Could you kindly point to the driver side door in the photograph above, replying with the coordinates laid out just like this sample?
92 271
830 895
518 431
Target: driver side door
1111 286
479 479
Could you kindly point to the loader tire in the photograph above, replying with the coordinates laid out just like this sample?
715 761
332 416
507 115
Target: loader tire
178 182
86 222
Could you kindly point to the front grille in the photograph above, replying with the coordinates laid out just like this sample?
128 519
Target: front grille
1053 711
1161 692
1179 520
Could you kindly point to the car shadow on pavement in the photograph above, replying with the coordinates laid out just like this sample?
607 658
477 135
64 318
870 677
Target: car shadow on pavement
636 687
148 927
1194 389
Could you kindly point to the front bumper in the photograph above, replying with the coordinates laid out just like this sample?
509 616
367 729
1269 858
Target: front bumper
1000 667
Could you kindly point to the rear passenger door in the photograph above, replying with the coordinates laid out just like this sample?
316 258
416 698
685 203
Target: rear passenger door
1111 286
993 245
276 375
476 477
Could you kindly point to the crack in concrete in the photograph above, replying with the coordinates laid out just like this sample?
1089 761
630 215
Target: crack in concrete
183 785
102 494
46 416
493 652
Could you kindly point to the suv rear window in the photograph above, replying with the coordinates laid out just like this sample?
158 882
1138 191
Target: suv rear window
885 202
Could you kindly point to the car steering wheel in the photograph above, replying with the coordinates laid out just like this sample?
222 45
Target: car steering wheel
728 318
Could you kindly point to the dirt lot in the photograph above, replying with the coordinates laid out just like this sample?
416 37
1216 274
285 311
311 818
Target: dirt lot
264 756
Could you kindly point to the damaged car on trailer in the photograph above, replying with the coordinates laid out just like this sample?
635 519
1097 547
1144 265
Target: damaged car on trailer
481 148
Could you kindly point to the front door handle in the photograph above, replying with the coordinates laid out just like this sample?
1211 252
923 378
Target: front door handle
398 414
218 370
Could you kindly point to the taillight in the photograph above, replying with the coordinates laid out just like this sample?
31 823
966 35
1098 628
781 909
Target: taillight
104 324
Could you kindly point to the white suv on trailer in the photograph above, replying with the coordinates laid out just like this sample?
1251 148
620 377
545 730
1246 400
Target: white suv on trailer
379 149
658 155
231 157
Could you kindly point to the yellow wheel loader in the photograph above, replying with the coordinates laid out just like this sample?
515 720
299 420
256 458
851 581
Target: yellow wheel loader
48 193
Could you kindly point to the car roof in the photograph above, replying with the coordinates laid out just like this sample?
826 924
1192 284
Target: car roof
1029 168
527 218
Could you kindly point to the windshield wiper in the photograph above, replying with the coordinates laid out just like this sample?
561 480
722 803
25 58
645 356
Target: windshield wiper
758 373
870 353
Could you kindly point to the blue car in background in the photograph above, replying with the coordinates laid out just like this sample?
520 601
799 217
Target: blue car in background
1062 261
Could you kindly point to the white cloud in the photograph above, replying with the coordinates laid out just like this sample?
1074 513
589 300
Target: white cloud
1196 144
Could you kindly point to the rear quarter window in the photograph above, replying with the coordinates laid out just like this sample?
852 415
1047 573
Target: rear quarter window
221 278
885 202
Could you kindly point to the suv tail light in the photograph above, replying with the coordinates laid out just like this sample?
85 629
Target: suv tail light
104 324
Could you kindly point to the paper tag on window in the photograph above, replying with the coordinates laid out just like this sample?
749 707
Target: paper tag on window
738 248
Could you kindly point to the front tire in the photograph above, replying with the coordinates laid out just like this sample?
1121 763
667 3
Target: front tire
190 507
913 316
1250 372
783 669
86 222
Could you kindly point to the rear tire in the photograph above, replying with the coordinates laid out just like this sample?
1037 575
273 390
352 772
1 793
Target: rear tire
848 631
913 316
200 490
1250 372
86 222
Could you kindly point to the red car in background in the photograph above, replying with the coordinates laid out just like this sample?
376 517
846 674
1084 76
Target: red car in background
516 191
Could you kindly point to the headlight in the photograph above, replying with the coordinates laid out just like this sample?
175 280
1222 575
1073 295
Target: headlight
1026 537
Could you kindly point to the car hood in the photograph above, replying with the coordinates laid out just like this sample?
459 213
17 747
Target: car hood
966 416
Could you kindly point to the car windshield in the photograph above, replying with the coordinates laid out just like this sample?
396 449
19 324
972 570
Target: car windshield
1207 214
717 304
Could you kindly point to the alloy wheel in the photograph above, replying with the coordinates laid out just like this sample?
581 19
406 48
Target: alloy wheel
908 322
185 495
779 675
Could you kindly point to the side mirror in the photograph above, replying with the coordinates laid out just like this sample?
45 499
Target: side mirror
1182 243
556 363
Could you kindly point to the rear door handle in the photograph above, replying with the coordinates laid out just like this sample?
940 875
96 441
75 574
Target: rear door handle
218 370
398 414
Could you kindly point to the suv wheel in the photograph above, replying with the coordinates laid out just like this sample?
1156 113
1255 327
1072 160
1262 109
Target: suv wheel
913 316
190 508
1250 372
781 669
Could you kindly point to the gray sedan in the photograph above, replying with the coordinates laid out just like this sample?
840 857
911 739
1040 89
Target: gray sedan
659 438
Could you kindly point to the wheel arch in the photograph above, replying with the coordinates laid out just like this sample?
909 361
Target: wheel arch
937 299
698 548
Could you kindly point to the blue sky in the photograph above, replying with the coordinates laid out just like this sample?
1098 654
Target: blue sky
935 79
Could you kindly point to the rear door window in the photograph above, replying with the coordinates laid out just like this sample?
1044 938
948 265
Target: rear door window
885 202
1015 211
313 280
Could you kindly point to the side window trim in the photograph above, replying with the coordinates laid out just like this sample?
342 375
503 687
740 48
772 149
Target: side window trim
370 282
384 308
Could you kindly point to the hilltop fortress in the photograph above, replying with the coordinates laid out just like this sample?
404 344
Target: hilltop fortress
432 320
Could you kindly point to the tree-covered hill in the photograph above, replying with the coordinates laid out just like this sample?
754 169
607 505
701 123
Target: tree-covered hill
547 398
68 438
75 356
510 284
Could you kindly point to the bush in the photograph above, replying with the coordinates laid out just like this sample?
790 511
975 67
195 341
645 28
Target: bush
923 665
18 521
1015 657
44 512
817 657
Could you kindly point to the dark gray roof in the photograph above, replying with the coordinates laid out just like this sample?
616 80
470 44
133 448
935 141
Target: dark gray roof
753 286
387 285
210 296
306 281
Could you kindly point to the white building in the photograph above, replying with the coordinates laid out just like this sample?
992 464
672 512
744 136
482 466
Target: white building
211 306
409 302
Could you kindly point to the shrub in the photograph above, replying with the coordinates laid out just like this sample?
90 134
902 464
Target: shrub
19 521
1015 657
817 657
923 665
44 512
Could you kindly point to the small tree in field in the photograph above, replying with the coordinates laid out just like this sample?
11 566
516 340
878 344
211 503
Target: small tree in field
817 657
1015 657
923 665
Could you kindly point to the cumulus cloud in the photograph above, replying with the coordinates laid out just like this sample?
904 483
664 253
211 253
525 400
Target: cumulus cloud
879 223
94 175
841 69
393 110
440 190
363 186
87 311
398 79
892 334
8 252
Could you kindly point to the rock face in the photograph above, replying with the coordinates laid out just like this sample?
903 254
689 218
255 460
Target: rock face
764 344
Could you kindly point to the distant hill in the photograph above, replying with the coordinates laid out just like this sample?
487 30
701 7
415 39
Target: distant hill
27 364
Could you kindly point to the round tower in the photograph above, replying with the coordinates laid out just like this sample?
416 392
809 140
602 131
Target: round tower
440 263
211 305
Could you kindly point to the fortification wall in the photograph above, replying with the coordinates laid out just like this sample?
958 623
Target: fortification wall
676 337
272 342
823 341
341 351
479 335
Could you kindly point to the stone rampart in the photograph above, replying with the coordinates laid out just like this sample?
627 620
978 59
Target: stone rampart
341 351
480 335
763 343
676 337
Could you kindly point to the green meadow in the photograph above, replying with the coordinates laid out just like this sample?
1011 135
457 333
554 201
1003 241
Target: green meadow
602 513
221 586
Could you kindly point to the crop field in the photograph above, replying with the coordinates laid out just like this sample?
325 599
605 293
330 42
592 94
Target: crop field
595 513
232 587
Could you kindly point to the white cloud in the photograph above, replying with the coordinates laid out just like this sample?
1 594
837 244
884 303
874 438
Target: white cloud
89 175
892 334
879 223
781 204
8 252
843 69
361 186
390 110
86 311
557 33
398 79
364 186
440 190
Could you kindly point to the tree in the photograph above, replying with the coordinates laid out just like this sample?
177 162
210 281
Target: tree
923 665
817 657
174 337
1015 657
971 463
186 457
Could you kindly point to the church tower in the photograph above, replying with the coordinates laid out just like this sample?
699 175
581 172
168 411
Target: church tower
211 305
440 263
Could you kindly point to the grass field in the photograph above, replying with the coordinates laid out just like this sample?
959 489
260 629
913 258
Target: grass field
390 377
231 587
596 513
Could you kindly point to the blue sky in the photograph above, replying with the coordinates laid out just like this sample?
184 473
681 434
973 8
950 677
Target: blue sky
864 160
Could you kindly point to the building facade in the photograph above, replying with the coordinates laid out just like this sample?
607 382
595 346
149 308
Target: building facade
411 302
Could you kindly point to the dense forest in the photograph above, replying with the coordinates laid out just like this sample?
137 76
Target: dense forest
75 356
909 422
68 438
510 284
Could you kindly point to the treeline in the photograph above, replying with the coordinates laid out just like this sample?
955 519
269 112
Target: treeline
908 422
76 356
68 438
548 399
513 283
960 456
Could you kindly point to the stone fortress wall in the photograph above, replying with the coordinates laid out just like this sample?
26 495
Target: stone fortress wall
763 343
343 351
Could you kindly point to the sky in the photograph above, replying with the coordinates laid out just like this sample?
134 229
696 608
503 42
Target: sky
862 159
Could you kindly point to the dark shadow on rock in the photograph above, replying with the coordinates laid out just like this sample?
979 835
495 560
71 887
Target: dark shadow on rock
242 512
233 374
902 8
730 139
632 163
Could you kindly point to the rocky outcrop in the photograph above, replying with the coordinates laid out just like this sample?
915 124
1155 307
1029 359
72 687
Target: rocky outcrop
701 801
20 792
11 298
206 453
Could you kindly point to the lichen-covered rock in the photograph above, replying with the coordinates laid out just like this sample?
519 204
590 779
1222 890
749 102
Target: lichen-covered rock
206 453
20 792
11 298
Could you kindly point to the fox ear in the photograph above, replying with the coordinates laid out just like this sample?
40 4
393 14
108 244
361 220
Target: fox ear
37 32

=-=-=-=-=

Task details:
Copy each line, exactly, that falls between the line containing "Could you kindly point to the rocky" and the end of the entries, both included.

Solved exercise:
Could you kindly point to the rocky outcrop in the photograph above, replying with the coordinates laid out just like this sample?
915 124
1155 307
1029 359
72 687
Target: rocky outcrop
701 801
20 792
11 298
206 453
Could you kindly point to the lichen-covered rock in the photograph above, replying with the coordinates laid out just like this sample?
519 204
590 779
1222 890
749 102
Target: lichen-covered rock
206 453
20 792
11 298
Could you kindly point to the fox ear in the photograph above, replying with the coordinates laid out just like this sample?
40 4
393 14
108 244
361 220
Target: fox ear
37 32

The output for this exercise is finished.